- **BRIEF**
Every line below should be duplicated exactly.

-- Opening Marker --

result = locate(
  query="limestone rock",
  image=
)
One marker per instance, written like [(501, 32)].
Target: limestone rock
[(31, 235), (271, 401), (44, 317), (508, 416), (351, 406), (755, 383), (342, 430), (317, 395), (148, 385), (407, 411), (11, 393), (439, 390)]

-- Closing Marker --

- **ANSWER TO THE EXERCISE**
result = locate(
  query="limestone rock",
  image=
)
One marker per instance, written like [(501, 32)].
Target: limestone rock
[(31, 235), (271, 401), (44, 317), (508, 416), (351, 406), (755, 383), (342, 430), (317, 395), (148, 385), (407, 411), (11, 393), (439, 390)]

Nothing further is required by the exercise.